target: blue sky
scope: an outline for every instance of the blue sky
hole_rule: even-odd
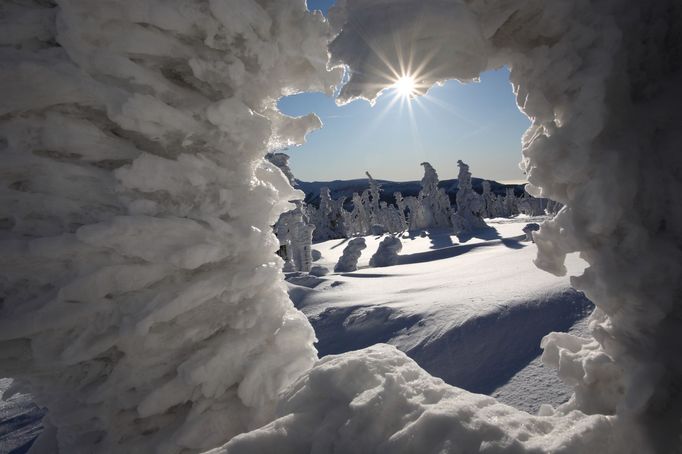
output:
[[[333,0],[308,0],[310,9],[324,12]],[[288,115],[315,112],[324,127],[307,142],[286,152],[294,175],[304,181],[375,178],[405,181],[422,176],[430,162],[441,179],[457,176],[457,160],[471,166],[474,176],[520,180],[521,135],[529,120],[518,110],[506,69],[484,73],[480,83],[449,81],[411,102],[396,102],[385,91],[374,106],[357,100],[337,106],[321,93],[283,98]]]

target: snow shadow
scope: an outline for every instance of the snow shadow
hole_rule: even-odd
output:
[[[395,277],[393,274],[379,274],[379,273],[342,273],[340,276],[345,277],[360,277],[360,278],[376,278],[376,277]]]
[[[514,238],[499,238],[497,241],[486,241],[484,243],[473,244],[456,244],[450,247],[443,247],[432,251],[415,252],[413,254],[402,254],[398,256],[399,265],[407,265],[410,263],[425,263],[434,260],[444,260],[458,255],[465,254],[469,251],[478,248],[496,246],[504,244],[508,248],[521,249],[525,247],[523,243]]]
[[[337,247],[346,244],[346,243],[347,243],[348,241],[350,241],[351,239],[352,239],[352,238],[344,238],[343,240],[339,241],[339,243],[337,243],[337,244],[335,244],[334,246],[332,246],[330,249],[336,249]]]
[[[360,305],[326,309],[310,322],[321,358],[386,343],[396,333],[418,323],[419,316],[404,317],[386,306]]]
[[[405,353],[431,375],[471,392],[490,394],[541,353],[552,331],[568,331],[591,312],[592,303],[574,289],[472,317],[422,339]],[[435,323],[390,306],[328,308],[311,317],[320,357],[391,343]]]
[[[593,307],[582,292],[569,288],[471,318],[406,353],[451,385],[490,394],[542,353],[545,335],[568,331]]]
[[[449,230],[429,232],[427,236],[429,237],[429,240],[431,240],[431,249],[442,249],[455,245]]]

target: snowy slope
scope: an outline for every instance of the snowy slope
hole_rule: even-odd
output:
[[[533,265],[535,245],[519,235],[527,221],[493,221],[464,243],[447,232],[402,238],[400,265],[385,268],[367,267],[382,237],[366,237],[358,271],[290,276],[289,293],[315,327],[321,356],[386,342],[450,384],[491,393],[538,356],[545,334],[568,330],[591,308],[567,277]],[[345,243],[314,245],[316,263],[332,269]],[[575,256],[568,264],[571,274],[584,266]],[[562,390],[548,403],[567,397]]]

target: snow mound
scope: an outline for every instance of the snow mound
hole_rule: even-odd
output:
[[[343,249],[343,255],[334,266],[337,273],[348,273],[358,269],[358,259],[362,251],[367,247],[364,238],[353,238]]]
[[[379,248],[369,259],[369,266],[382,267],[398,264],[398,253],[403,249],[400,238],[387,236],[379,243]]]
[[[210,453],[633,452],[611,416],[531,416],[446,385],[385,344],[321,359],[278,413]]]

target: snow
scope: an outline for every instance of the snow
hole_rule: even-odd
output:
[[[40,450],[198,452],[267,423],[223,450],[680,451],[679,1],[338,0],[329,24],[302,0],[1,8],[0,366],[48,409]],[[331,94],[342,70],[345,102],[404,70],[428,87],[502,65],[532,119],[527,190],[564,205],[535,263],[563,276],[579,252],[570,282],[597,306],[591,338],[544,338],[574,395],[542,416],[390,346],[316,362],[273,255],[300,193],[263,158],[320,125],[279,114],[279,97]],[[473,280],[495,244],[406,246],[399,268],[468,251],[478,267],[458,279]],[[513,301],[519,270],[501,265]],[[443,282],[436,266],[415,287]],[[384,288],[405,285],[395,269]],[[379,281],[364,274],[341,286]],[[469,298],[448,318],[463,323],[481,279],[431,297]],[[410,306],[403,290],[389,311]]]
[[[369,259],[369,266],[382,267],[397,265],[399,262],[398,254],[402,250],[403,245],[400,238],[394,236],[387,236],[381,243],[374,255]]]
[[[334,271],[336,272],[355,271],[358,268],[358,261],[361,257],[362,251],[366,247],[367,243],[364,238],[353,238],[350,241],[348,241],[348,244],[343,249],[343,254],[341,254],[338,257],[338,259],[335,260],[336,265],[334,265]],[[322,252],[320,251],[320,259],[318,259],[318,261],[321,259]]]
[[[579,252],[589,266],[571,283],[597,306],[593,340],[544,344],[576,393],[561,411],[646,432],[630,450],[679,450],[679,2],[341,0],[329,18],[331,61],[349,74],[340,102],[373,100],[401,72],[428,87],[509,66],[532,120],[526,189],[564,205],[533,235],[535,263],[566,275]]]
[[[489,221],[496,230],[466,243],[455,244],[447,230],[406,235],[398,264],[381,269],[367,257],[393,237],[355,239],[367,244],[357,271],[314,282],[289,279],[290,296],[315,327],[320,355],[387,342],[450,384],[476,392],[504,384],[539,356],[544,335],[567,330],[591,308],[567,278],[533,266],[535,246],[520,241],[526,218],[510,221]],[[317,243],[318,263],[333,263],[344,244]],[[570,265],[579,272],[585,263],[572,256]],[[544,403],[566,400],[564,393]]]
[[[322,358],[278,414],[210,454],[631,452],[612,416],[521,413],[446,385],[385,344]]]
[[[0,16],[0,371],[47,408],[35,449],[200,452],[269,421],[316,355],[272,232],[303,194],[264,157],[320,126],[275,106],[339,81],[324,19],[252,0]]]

Task statement:
Across the whole listing, tally the lines that include the string "slope". Reply with the number only.

Response for this exercise:
2